--- ACTIONS TO TAKE ---
a) In the passage below on Canadian Natural's operations, by what amount was the annual capital budget for 2021 increased?
b) Render this sentence from the passage below on Canadian Natural's operations in Spanish: "It will require collaboration with the federal and Alberta governments, so that together, we can help achieve Canada's climate goals."
═══ PROVIDED TEXT
And currently in this time, we have taken equivalent to over one million cars off the road annually. And over and above, we are the leading capturer and sequester of CO2 in the oil and gas sector worldwide. Our safety record is top tier, as corporate total recordable industry frequency improved to 0.0 -- to 0.21 in 2020, a reduction of 58% from 2016 level. In June, we announced the Oil Sands Pathway to Net Zero Initiative, an alliance of oil sand industry participants who have a goal of achieving net zero emissions in the oil sands operations by 2050. This is an important initiative in the oil sands industry participants, and Canadian Natural will further strengthen our leading ESG performance while delivering meaningful emission reductions and balancing sustainable economic development. It will require collaboration with the federal and Alberta governments, so that together, we can help achieve Canada's climate goals. With the positive outlook for commodity prices for 2021, we have increased our annual capital budget by $275 million. The breakdown is as follows. Our conventional and unconventional budget has increased by $120 million, primarily for additional drilling of 78 wells and development activities, with a targeted capital efficiency of approximately $8,400 per flowing BOE and giving us the 2021 exit rate of approximately 14,000 BOEs per day. $110 million is related to long-life, low-decline assets, of which $75 million primarily relates to the additional scope completed and the extended turnaround time to complete the Horizon turnaround in the second quarter. $35 million of the $110 million is for construction of three pads at Primrose, two at Kirby North and two at Kirby South, which will support production additions in 2022 and beyond.
══════
═══ MATERIAL SHOWN
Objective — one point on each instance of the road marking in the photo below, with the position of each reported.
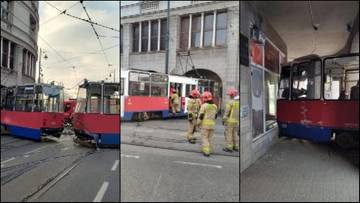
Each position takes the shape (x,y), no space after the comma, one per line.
(197,164)
(115,165)
(101,192)
(12,158)
(35,150)
(130,156)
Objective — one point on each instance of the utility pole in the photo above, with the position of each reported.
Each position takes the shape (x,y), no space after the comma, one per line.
(167,40)
(39,65)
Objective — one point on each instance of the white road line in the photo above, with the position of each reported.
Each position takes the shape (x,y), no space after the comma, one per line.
(116,163)
(12,158)
(130,156)
(35,150)
(197,164)
(101,192)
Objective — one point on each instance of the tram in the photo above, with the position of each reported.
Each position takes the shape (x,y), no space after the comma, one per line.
(33,111)
(96,119)
(69,109)
(318,99)
(145,95)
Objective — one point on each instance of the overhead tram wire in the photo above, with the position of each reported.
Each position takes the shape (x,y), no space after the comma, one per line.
(88,21)
(61,12)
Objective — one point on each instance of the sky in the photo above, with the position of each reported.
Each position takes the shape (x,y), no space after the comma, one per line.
(76,44)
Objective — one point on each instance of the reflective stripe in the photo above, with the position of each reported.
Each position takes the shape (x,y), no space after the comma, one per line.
(206,149)
(234,113)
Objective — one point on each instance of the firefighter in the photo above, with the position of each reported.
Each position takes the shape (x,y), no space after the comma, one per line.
(193,107)
(175,102)
(231,121)
(206,121)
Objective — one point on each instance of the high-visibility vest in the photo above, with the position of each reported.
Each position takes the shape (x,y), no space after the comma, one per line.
(193,107)
(232,112)
(209,111)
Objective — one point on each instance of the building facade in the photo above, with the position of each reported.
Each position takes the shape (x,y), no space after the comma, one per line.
(204,40)
(19,32)
(262,50)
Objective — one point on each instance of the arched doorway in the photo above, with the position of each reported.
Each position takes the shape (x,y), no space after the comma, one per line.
(210,81)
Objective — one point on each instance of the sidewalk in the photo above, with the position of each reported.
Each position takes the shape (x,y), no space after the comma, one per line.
(170,134)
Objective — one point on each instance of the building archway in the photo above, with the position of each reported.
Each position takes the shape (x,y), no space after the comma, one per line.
(211,81)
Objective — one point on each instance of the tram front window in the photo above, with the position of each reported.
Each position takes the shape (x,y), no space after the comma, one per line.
(341,78)
(111,99)
(306,80)
(94,103)
(81,101)
(24,98)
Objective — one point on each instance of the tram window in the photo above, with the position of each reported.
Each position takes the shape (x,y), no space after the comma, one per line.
(284,89)
(122,86)
(306,80)
(111,100)
(139,84)
(81,101)
(271,83)
(159,85)
(24,99)
(341,78)
(94,103)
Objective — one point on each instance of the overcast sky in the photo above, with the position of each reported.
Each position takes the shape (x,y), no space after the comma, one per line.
(76,42)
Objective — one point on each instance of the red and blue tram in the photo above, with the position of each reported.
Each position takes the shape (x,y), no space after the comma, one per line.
(96,119)
(319,99)
(33,111)
(146,95)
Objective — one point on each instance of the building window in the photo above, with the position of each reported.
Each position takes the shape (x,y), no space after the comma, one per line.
(221,26)
(208,29)
(196,31)
(184,34)
(32,23)
(163,28)
(144,36)
(121,38)
(4,54)
(136,37)
(5,8)
(154,35)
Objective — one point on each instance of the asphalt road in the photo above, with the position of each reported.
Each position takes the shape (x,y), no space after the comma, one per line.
(302,171)
(153,174)
(57,171)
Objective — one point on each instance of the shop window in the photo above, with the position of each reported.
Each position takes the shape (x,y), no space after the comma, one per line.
(257,101)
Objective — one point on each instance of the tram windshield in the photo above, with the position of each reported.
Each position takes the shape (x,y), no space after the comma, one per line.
(341,78)
(306,80)
(36,98)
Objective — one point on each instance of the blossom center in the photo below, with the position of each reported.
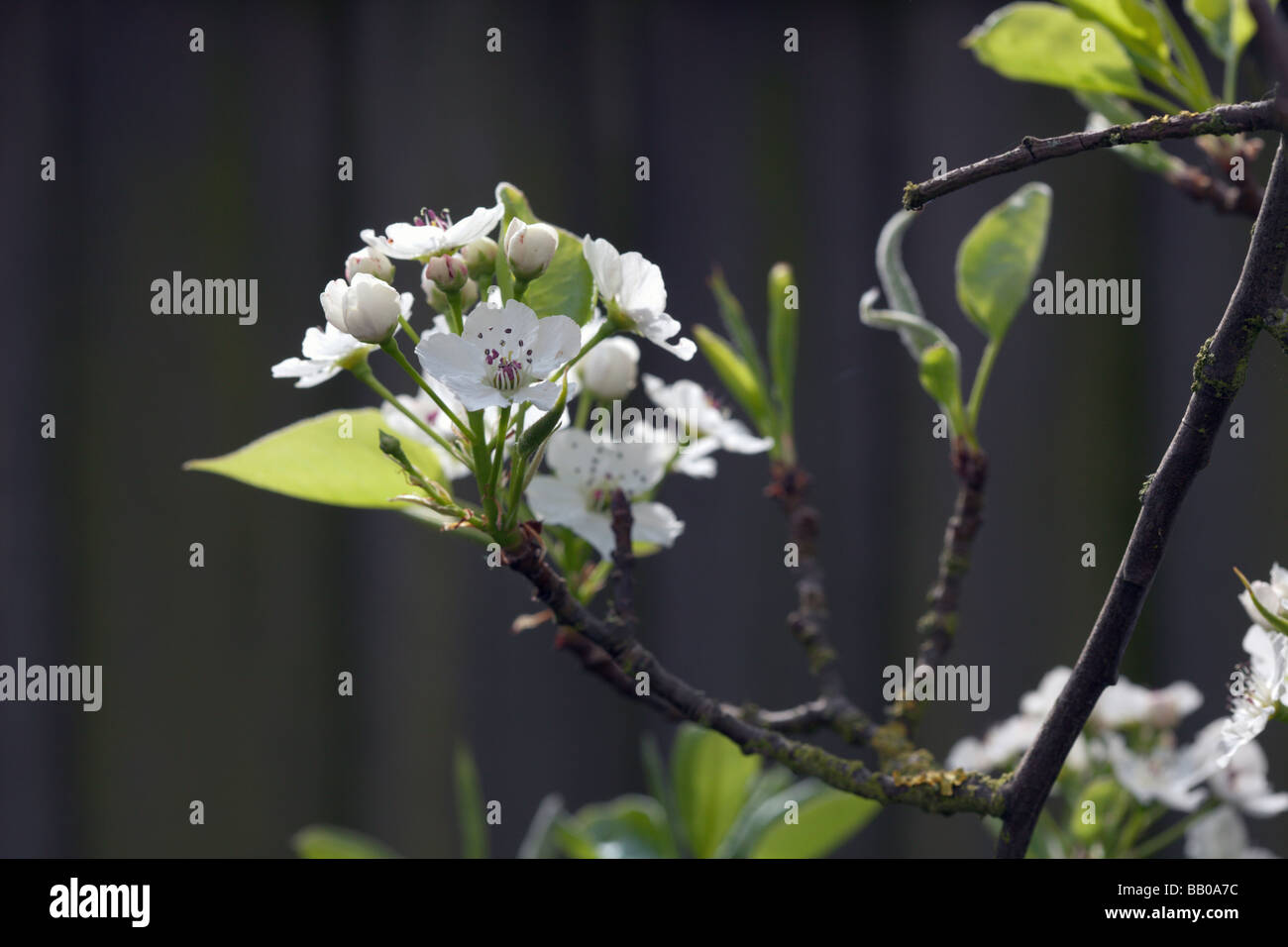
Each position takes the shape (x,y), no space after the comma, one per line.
(507,371)
(428,218)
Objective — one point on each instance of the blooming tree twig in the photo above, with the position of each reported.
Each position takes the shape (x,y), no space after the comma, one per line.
(1223,120)
(923,787)
(1219,373)
(938,625)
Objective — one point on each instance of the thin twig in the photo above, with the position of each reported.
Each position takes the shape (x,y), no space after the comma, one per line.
(938,625)
(807,622)
(1219,373)
(623,564)
(1223,120)
(931,789)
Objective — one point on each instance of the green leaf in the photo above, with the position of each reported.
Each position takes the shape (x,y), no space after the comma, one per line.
(890,269)
(915,333)
(997,260)
(541,839)
(735,324)
(939,376)
(567,287)
(631,826)
(827,818)
(1276,621)
(751,821)
(1227,26)
(1132,22)
(329,841)
(655,777)
(312,460)
(712,780)
(469,805)
(784,331)
(535,437)
(1043,43)
(737,376)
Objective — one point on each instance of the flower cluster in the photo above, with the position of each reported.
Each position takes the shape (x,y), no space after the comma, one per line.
(509,350)
(1128,753)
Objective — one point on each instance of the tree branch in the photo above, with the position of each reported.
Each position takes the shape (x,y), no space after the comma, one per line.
(807,622)
(922,787)
(938,625)
(623,564)
(1219,373)
(1223,120)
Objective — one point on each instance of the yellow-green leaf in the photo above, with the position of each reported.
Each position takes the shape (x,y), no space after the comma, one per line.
(333,459)
(735,375)
(567,287)
(329,841)
(1048,44)
(1131,21)
(997,260)
(824,822)
(712,780)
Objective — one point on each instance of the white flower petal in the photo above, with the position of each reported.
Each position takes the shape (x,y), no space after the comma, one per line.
(655,523)
(605,265)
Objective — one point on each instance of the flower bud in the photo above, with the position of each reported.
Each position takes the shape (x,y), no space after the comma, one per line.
(449,272)
(369,261)
(529,248)
(481,257)
(438,299)
(368,308)
(610,369)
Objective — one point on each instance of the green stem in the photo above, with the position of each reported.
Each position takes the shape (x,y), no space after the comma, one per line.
(390,348)
(1137,823)
(1171,834)
(455,321)
(498,462)
(482,471)
(364,373)
(982,373)
(584,410)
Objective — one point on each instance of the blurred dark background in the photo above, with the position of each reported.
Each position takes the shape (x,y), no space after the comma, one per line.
(220,682)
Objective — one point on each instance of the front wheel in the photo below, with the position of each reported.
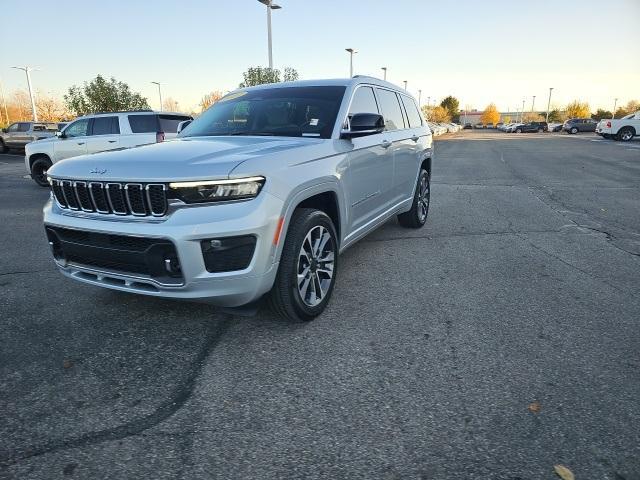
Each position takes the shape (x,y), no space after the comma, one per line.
(39,171)
(417,216)
(625,134)
(308,266)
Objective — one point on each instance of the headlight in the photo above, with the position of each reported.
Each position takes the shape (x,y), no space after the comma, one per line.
(216,190)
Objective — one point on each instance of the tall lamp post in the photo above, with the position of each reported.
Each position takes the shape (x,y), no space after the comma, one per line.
(351,52)
(159,93)
(27,70)
(4,102)
(270,6)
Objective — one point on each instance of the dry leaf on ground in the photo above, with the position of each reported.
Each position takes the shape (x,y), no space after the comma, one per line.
(563,472)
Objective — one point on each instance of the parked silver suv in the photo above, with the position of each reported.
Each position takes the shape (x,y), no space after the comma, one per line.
(257,196)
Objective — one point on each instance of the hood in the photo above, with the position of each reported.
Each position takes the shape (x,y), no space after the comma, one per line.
(176,160)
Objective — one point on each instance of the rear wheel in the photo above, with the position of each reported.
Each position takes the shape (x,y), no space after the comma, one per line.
(308,266)
(39,170)
(625,134)
(417,216)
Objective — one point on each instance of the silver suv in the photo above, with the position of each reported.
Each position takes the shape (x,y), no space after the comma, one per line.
(256,197)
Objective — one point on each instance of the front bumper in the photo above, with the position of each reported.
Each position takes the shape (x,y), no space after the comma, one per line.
(185,227)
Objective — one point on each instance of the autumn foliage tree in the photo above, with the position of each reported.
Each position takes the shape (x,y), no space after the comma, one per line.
(101,95)
(490,115)
(578,109)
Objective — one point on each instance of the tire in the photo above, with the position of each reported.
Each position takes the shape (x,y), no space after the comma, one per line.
(417,216)
(295,299)
(625,134)
(39,171)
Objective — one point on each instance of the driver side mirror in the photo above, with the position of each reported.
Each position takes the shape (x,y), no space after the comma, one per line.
(362,124)
(182,125)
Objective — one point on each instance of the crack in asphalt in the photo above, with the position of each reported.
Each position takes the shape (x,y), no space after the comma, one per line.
(175,402)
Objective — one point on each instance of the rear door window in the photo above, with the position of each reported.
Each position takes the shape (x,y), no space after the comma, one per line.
(363,101)
(415,120)
(105,126)
(391,111)
(169,123)
(144,123)
(77,129)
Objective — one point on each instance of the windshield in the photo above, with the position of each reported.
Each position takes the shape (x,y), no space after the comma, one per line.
(286,111)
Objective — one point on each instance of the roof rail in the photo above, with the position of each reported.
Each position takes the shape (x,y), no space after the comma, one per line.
(123,111)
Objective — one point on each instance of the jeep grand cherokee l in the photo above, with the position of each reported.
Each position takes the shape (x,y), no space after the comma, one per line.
(255,197)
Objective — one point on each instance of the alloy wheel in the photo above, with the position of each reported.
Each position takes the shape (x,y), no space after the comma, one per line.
(315,265)
(424,195)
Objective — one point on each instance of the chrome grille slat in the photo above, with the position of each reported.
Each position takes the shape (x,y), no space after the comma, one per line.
(157,198)
(119,198)
(84,200)
(134,194)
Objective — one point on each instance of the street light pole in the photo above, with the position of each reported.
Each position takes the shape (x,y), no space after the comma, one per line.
(351,52)
(4,102)
(27,70)
(270,6)
(549,104)
(159,93)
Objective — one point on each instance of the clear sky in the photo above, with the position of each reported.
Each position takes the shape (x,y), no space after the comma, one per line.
(480,51)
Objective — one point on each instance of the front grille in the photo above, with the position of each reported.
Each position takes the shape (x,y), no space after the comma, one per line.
(118,198)
(156,258)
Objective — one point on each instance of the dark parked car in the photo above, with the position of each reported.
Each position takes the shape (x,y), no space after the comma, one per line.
(532,127)
(576,125)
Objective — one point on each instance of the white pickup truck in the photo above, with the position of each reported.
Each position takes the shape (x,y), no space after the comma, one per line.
(623,129)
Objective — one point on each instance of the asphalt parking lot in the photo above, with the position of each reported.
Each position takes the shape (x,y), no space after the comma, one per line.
(498,341)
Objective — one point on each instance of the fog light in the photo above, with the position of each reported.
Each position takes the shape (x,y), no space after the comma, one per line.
(172,266)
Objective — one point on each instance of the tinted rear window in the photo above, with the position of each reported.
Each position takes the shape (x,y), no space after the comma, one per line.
(105,126)
(144,123)
(169,123)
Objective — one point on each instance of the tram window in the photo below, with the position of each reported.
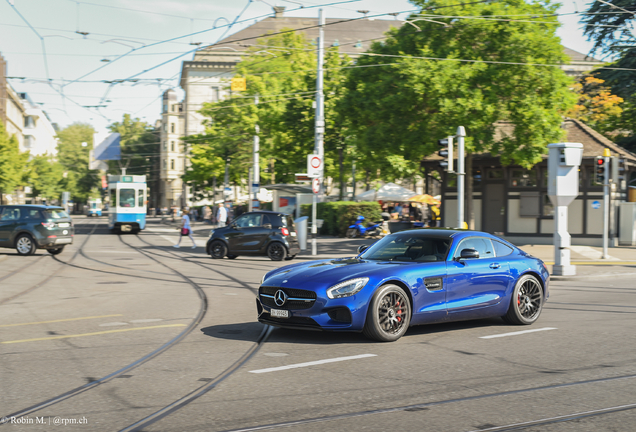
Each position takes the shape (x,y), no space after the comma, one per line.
(126,197)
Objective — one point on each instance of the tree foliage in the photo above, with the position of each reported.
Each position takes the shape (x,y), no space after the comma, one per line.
(74,158)
(12,163)
(400,110)
(280,70)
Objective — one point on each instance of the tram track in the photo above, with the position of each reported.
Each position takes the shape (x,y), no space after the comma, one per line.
(427,405)
(95,383)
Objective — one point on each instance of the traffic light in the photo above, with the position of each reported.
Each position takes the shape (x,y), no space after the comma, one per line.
(600,177)
(446,152)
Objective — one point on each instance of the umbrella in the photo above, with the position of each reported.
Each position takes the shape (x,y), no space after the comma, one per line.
(425,199)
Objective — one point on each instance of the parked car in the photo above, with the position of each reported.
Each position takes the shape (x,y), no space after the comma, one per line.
(30,227)
(419,276)
(268,233)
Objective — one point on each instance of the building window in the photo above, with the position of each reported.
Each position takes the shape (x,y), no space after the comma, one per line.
(523,178)
(495,174)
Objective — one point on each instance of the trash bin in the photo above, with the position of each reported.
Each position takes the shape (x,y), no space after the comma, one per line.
(301,231)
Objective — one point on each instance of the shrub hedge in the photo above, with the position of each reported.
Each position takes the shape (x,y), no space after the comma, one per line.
(338,215)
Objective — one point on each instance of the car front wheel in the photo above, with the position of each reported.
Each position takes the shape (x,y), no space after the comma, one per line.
(526,302)
(276,251)
(218,249)
(389,314)
(25,245)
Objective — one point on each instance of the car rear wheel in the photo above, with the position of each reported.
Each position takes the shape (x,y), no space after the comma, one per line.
(276,251)
(389,314)
(218,249)
(25,245)
(526,302)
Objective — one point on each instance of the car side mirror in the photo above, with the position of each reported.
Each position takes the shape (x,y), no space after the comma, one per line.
(469,254)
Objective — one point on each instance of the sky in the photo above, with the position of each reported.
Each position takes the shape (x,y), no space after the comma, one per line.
(84,42)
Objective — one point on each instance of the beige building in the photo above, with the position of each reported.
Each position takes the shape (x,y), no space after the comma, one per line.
(206,78)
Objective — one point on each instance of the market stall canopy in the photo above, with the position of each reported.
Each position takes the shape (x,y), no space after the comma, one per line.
(425,199)
(388,192)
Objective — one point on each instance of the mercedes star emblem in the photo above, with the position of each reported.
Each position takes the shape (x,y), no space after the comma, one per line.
(280,298)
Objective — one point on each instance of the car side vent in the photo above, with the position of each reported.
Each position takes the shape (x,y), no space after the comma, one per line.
(434,284)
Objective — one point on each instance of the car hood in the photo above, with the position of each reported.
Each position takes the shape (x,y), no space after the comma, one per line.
(319,273)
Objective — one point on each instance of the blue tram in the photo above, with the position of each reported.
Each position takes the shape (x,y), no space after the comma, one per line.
(127,209)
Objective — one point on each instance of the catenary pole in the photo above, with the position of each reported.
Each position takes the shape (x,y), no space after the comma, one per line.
(461,133)
(320,125)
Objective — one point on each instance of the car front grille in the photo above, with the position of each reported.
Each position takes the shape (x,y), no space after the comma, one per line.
(296,298)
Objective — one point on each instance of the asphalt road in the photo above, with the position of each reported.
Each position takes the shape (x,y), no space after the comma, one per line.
(124,332)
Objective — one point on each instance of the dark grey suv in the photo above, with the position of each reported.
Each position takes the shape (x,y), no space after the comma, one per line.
(30,227)
(272,234)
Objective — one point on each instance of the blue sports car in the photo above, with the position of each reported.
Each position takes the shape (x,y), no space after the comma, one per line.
(412,277)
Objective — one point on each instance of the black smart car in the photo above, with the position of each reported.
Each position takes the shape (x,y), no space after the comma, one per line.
(268,233)
(30,227)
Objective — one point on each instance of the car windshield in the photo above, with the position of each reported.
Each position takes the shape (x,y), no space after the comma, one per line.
(55,214)
(416,248)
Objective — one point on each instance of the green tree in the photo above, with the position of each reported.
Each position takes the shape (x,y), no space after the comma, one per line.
(74,158)
(139,147)
(12,163)
(436,76)
(281,71)
(46,177)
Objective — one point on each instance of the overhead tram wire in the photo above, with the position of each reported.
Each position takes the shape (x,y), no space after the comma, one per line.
(181,37)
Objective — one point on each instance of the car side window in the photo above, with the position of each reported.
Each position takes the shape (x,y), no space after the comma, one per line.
(248,220)
(10,214)
(502,249)
(480,244)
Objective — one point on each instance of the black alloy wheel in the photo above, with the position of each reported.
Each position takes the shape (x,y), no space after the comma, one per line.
(389,314)
(25,245)
(276,251)
(218,249)
(526,303)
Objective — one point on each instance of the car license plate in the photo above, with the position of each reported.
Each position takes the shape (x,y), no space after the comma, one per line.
(277,313)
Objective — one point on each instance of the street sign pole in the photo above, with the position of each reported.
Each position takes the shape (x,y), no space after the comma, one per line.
(606,180)
(319,127)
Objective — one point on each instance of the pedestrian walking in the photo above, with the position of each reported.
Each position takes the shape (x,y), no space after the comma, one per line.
(186,230)
(207,213)
(221,216)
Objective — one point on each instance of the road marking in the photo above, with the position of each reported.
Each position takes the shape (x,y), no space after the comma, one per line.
(63,320)
(93,334)
(314,363)
(517,333)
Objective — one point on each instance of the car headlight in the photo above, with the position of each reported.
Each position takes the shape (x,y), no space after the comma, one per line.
(347,288)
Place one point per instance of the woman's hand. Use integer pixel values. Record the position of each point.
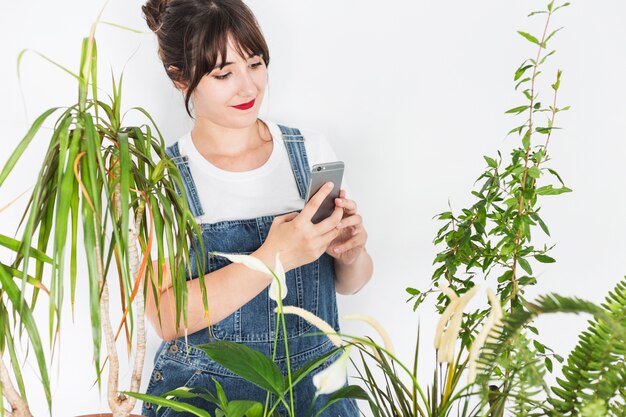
(349, 244)
(298, 240)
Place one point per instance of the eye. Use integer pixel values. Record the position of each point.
(221, 77)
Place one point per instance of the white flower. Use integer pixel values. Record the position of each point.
(315, 321)
(447, 340)
(256, 264)
(278, 281)
(334, 377)
(250, 261)
(494, 319)
(378, 327)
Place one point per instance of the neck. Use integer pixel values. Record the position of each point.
(214, 139)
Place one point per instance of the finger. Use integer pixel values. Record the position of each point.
(354, 220)
(286, 217)
(348, 205)
(354, 242)
(310, 208)
(330, 222)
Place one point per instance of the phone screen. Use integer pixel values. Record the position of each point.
(320, 175)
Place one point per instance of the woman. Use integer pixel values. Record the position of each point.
(245, 180)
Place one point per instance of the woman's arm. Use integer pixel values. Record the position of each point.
(350, 278)
(227, 288)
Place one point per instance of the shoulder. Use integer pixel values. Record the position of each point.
(314, 139)
(179, 146)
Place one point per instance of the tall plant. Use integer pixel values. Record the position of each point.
(114, 186)
(494, 235)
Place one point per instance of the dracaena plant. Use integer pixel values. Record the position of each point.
(113, 186)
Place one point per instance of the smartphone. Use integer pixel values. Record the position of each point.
(320, 175)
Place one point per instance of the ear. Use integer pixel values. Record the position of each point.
(174, 73)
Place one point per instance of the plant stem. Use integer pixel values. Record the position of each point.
(520, 206)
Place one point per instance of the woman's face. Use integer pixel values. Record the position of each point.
(242, 81)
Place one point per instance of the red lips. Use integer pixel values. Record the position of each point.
(245, 106)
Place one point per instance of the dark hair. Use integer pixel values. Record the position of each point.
(193, 34)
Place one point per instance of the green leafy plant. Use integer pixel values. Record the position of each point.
(594, 375)
(113, 184)
(494, 235)
(261, 370)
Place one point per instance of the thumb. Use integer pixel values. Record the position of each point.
(286, 217)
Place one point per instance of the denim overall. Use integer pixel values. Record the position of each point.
(310, 286)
══════
--- SOLUTION LIST ---
a) $275 million

b) Requerirá la colaboración con los gobiernos federal y de Alberta, para que juntos podamos ayudar a alcanzar los objetivos climáticos de Canadá.